### WHAT TO DO
In the call transcript, what keys must a caller press to remove a question from the queue?

### PASSAGE GIVEN
════════════════════

Thank you. We will now begin the question and answer session. If you would like to ask a question, please press star followed by one on your telephone keypad. If for any reason at all you would like to remove that question, please press star followed by two. Again, to ask a question, please press star 1. The first question comes from Xinxin Huang with JP Morgan. You may proceed.

speaker
Xinxin Huang
Analyst, JP Morgan

Hey, thanks so much. I want to ask first on the revenue outlook here that assumes stable core growth at the high end versus the exit rate here in fiscal 25. So I'm just curious, what are the key factors that would drive any deceleration to the midpoint? And I'd love to hear what is holding the company back from achieving the core revenue growth acceleration that you guys were excited about early in the year.

speaker
Rene Lacerte
Chairman, CEO & Founder

Thank you, Tianjin. I appreciate the question. So let me start first, and then Rohini can add some comments as well. First and foremost, let me just step back and just talk about there is a lot of static on this line. Sorry, I just want to make sure folks can hear OK before I give this answer. Tenjin, since you're on the call, can you hear me okay? And if you can, then I'll... Yeah, I can hear you. Let me mute on my side just in case.

speaker
Xinxin Huang
Analyst, JP Morgan

Sorry about that.

speaker
Rene Lacerte
Chairman, CEO & Founder

Okay. Okay, thanks. Great. So anyways, I think the thing that gives us a lot of confidence and ability to be able to drive growth... This is distracting.

speaker
spk03

I'm sorry.

speaker
Rene Lacerte
Chairman, CEO & Founder

So the confidence and confidence and ability to drive growth really goes back to the foundational elements we've built into the company and the product and the platform. And so when we think about what we were able to do this year, we drove a lot of good growth and strength across mid-market, across account, across our supplier network capabilities, across our payment engines, and across the embedded capabilities. The agented capabilities that we're adding are something that also give us confidence. And so when we step back and look at the opportunity and belief to be able to drive growth and acceleration in business, it comes back to the foundational elements that we have, and the opportunities that we have based on the years of building the platform across the last few decades here. So I think the opportunity really comes back to a tremendous amount of driving forward across the success that we've had. Can you just turn the volume off here? Sorry, everybody, it's quite distracting. Okay, so I think that's better. I think with that, I'd like to have Rohini just discuss kind of the guide and how we're thinking about growth in the coming year and the factors affecting that.

════════════════════

[Excerpts from a pointing dataset]
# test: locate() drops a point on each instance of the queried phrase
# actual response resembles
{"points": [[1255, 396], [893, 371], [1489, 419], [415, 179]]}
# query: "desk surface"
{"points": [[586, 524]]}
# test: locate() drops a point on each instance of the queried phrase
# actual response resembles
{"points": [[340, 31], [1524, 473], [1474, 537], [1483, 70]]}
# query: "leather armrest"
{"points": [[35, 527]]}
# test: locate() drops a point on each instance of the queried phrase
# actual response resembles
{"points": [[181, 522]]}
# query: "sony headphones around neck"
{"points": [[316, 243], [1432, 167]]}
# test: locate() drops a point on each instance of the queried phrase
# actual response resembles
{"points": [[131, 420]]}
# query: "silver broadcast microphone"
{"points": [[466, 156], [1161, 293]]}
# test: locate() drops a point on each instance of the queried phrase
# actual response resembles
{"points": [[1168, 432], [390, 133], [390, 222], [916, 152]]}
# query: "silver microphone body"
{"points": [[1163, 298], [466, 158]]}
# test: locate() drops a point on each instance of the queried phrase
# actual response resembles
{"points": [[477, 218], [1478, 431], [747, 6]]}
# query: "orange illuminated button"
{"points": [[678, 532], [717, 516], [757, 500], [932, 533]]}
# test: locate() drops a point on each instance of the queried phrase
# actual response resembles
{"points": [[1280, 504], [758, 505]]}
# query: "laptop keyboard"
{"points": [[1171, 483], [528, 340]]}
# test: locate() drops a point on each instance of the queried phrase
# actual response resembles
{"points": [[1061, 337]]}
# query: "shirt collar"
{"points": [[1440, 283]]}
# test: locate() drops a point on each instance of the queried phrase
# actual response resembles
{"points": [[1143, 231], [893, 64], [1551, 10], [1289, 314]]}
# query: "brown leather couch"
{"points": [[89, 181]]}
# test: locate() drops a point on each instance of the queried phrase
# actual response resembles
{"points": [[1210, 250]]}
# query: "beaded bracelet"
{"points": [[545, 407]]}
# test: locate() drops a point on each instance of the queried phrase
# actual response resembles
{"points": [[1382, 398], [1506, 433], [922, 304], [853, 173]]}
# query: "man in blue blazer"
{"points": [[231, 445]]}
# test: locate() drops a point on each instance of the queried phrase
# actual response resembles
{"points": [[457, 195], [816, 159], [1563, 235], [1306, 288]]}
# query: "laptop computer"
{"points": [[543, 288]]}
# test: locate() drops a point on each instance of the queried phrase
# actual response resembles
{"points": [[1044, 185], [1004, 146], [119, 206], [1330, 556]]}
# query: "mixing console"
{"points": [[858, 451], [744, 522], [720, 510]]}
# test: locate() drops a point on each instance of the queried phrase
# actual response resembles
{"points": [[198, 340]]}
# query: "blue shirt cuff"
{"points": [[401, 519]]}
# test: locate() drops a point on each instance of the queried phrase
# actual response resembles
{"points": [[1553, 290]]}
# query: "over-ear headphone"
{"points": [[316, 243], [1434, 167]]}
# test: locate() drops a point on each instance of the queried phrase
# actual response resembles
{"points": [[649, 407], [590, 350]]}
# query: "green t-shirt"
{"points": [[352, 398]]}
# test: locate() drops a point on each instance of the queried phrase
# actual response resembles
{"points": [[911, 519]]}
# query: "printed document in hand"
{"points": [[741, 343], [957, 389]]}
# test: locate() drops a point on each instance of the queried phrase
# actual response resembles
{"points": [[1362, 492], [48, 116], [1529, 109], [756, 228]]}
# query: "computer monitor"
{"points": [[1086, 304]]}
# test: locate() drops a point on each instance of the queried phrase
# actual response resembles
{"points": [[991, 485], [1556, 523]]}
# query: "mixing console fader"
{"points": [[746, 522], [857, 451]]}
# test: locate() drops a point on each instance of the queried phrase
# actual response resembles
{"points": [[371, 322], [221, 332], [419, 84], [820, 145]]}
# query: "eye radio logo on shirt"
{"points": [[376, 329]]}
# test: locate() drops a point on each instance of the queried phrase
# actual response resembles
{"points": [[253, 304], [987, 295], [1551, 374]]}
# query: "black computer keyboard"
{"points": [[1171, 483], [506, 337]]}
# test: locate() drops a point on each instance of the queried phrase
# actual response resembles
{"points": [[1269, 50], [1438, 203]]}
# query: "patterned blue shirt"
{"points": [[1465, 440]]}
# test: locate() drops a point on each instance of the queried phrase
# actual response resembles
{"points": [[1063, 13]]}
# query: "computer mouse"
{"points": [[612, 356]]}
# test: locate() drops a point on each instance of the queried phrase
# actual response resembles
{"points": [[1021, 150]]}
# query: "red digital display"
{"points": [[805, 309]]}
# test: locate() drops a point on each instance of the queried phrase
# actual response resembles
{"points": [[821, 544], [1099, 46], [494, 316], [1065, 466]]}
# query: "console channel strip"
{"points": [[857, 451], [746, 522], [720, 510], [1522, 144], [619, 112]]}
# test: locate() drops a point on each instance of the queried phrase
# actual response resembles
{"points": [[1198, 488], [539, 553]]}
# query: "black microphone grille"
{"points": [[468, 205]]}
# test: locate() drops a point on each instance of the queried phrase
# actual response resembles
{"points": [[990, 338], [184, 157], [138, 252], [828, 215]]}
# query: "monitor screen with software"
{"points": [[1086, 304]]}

════════════════════

### ANSWER TO THE PROBLEM
Star followed by two.